## [WHAT YOU WILL DO]
Show all lines from the data that include the word "target".

## [RECORD SET]
--- START ---
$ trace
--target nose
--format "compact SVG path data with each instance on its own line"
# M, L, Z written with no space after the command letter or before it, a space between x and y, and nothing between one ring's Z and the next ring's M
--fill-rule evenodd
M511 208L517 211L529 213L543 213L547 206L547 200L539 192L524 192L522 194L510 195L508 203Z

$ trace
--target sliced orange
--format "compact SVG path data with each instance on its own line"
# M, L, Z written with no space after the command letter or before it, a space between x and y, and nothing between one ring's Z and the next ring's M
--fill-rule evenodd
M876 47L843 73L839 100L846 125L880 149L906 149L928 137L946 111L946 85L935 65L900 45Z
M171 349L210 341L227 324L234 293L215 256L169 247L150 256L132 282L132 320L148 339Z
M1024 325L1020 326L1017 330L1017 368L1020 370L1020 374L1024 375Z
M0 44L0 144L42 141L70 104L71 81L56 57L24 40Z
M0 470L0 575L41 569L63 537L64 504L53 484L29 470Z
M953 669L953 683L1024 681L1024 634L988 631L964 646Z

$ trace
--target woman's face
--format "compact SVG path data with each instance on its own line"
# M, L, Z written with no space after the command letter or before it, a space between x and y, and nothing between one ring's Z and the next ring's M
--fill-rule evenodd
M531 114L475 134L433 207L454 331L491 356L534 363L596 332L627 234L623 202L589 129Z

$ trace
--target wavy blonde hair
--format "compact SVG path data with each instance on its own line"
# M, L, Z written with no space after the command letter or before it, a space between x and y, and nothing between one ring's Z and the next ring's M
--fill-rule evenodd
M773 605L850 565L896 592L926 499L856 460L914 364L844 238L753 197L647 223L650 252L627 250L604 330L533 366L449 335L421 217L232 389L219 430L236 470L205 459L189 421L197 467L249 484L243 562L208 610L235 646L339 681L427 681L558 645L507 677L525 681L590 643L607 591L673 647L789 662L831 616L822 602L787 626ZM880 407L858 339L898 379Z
--- END ---
## [RESULT OF THIS EXERCISE]
--target nose
--target sliced orange
--target woman's face
--target wavy blonde hair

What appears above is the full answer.